OPGAVEN.
1/ Welke grens voor de stijging van de gemiddelde temperatuur op aarde hebben klimaatwetenschappers volgens het Hof vastgesteld, zo staat in de tekst over de klimaatuitspraak van het Hof van Beroep?
2/ Schrijf verder aan de tekst over de klimaatuitspraak van het Hof van Beroep, te beginnen na de laatste zin.

AANGELEVERDE TEKST.
Hoewel M&M sterke weerleggingen had gegeven met deskundigenrapporten, nam het Hof van Beroep kritiekloos veel van de feitelijke uitspraken over de urgentie en ernst van het klimaatprobleem over. Daarbij vertrouwde het Hof op de autoriteit van het IPCC en de vermeende “consensus” die uit hun rapporten zou voortvloeien, met name de SPM’s (SMP=Samenvatting voor beleidmakers).

Het Hof nam de IPCC-rapporten niet alleen als onweerlegbaar bewijs, maar kende er ook normatieve kracht aan toe. Zo oordeelde het Hof dat klimaatwetenschappers hebben vastgesteld dat de gemiddelde temperatuur op aarde niet meer dan 1,5 graad mag stijgen. Daarmee negeerde het Hof, net als de Hoge Raad, dat de wetenschap geen normen kan stellen en dat wetenschappers niet bevoegd zijn om maatschappelijke standaarden te stellen. De wetenschappelijke tendens van de Nederlandse rechtspraak is uiterst zorgelijk en voorspelt weinig goeds voor toekomstige klimaatgerelateerde uitspraken.

Gevaarlijke klimaatverandering

Een voorbeeld hiervan is dat het Hof tot de alarmistische conclusie komt dat “het klimaatprobleem het grootste probleem van onze tijd is” en dat het gevaar van klimaatverandering groot en zelfs “levensbedreigend” is. Op basis van de niet-feitelijke vaststellingen van feiten en verplichte verwijzingen naar het klimaatakkoord van Parijs, het Urgenda-arrest en de Klimaseniorinnen- uitspraak van het Europees Hof voor de Rechten van de Mens, bevestigde het Hof een recht op bescherming tegen “gevaarlijke klimaatverandering.”

“Bescherming tegen gevaarlijke klimaatverandering,” zegt het Hof, “is een mensenrecht,” zonder enige kanttekeningen of kwalificaties. Het realiseren van dit mensenrecht zal uiteraard ten koste gaan van allerlei andere mensenrechten en belangen, zoals het recht op (of belang in) betrouwbare en betaalbare energie. Onvermijdelijk zal het recht op bescherming tegen “gevaarlijke klimaatverandering” de realisatie van andere “duurzame ontwikkelingsdoelen” schaden. Hoewel M&E dit soort afwegingen uitgebreid had aangekaart, namen de rechters niet de moeite om deze implicaties van klimaatmoraal te behandelen.

Hondenfluitje

Dit nieuwe mensenrecht moet niet alleen door staten worden gerespecteerd, maar ook door grote bedrijven, oordeelde het Hof. In het burgerlijk aansprakelijkheidsrecht vertaalt dit recht zich in een zorgplicht voor bedrijven. Volgens het Hof vereisen de doelstellingen van Parijs maatregelen om de vraag naar fossiele brandstoffen te verminderen en het aanbod van fossiele brandstoffen te beperken. Olie- en gasbedrijven moeten daarom rekening houden met “de negatieve impact op de energietransitie bij het investeren in de productie van fossiele brandstoffen.”

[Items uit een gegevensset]
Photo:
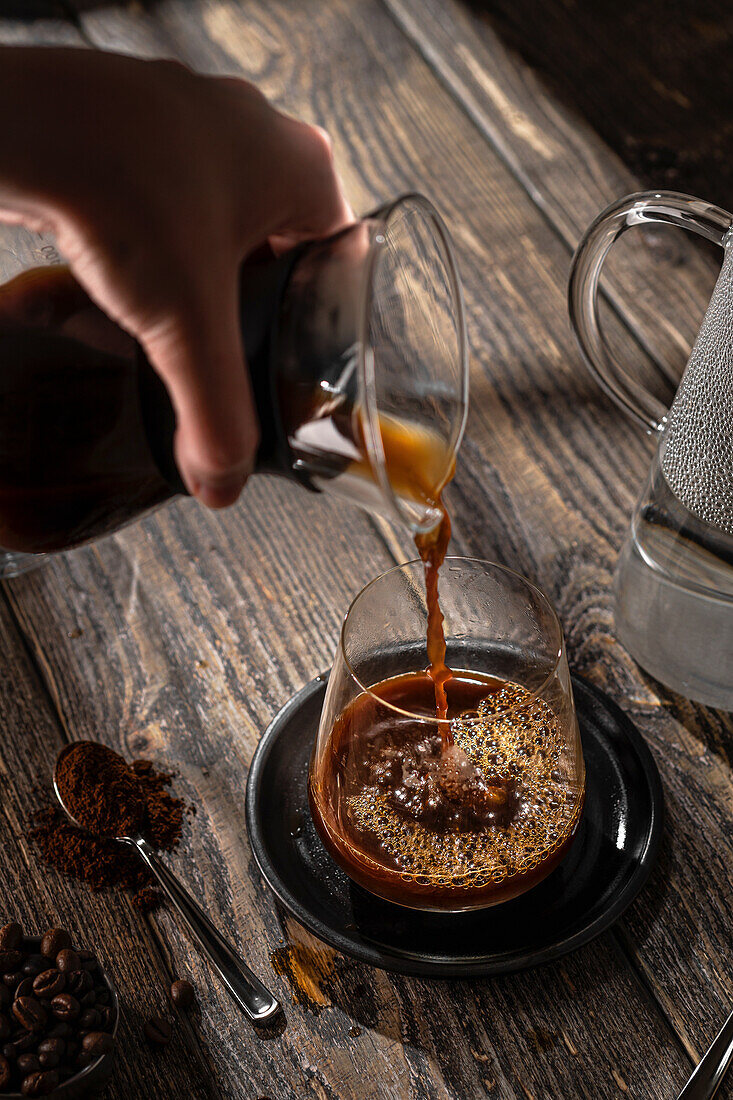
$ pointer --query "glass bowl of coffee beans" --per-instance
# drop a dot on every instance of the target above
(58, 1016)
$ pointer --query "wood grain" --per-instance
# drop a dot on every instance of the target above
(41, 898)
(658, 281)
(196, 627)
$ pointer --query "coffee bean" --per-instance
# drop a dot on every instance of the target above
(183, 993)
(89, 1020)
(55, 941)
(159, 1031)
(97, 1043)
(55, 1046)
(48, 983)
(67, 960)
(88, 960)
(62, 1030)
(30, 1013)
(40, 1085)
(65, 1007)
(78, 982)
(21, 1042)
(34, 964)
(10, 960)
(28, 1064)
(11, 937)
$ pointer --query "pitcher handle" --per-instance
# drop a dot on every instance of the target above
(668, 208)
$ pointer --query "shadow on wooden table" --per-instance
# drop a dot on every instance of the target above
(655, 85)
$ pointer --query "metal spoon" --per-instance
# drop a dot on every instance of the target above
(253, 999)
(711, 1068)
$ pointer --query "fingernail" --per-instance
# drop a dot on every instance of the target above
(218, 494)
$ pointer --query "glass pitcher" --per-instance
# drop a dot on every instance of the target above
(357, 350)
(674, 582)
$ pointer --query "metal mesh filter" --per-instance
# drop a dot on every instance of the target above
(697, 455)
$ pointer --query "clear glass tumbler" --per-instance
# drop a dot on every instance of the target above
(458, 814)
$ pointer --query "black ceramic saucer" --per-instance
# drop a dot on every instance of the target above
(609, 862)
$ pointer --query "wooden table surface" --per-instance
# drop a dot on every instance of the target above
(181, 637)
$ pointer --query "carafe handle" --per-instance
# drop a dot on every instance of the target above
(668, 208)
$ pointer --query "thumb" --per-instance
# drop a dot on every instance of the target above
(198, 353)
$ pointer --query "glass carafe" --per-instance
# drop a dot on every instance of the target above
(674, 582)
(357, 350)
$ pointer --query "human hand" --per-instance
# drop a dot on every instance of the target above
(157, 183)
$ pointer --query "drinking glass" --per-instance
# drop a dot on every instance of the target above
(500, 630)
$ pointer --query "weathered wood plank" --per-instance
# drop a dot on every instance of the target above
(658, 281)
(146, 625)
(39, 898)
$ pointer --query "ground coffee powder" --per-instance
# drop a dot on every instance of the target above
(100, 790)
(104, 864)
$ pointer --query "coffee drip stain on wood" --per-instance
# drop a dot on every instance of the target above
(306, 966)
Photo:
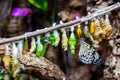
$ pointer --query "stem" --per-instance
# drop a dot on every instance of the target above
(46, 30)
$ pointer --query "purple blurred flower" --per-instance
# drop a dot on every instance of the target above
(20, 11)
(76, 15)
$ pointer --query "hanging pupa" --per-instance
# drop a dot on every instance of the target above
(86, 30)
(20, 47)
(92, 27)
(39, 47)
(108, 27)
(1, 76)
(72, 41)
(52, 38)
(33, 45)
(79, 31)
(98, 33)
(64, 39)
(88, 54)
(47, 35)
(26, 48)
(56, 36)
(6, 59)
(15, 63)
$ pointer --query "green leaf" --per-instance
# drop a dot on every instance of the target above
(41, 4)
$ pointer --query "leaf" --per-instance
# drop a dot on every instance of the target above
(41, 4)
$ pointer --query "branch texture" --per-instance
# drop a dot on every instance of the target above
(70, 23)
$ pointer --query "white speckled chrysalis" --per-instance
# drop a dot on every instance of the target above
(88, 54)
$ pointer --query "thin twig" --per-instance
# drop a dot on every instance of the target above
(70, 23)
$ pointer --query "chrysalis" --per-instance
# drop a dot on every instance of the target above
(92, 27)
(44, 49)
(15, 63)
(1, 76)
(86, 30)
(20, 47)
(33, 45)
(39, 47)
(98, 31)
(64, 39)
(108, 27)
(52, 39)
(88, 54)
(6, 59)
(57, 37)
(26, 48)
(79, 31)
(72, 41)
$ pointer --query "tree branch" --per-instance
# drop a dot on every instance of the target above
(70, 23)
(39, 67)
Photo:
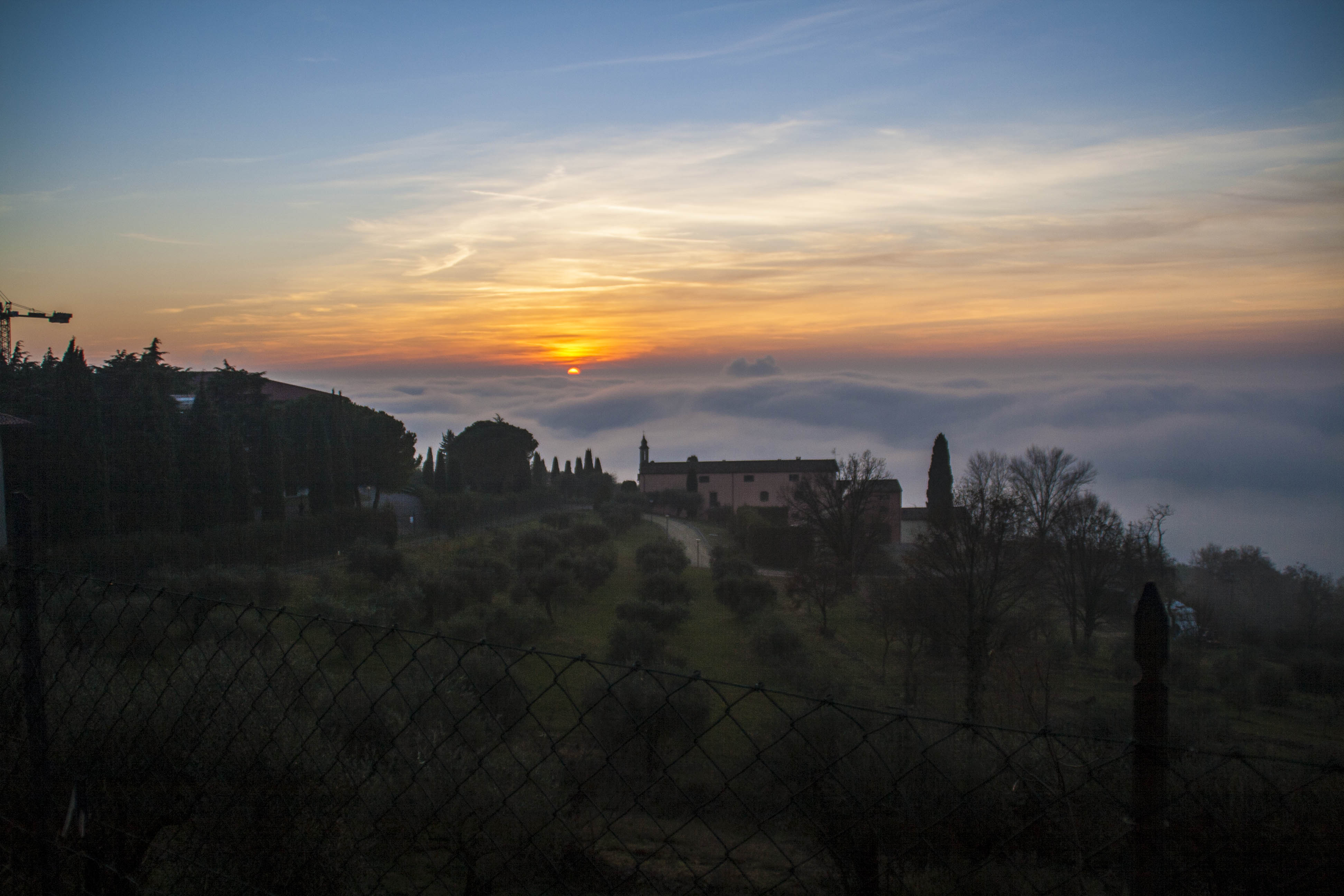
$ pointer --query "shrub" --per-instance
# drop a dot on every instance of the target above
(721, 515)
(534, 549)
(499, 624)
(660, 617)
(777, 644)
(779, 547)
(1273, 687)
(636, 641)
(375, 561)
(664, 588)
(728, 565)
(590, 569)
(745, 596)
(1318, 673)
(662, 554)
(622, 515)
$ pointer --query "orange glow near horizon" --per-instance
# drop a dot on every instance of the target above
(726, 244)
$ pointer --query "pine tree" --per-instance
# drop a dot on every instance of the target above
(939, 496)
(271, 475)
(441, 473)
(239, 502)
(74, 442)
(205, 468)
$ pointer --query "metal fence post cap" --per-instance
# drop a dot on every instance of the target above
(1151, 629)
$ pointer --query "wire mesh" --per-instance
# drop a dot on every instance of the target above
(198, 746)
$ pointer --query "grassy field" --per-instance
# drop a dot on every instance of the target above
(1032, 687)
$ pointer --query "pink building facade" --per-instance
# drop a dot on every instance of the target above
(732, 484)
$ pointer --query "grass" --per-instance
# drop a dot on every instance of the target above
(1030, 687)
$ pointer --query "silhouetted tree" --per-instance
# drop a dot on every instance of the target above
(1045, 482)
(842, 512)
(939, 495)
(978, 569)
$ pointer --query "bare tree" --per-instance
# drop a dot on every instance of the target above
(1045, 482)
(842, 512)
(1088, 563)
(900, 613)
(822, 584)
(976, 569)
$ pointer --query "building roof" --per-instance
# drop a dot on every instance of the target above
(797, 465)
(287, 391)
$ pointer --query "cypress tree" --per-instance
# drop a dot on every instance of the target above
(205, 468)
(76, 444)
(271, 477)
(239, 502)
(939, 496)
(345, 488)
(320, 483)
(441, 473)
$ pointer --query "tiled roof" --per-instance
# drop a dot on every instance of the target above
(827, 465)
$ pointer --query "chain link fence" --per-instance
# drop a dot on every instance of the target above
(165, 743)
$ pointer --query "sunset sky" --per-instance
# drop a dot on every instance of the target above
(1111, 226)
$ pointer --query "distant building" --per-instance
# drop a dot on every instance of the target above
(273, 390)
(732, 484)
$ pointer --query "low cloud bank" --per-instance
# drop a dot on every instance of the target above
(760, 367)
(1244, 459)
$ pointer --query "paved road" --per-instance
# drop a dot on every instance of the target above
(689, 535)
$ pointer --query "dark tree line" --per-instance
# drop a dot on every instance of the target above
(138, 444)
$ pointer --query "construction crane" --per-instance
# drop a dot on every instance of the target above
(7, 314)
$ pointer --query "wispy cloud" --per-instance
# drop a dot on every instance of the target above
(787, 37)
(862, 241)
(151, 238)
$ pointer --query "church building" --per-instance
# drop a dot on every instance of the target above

ANTWOORDEN.
1/ De gemiddelde temperatuur op aarde mag niet meer dan 1,5 graad stijgen.

2/
Met deze redenering suggereert het oordeel dat “het redden van het klimaat” sluipende onteigening van olie- en gasbedrijven legitimeert. Dit hondenfluitje ontging de advocaat van FoE niet, die hintte op verdere juridische procedures om de ontwikkeling, uitbreiding en financiering van olie- en gasproductie te voorkomen, verwijzend naar de aanstaande klimaatfinancieringszaak tegen ING, de grootste Nederlandse bank.

Reductiepercentage

FoE verloor de zaak op basis van twee heldere momenten van de rechters. FoE had geëist dat Shell scope 1, 2 en 3 emissies zou verminderen. Met betrekking tot scope 1 en 2 oordeelde het Hof van Beroep dat Shell zich aan dit doel had gecommitteerd en op weg is om het te bereiken, dus die claim werd afgewezen.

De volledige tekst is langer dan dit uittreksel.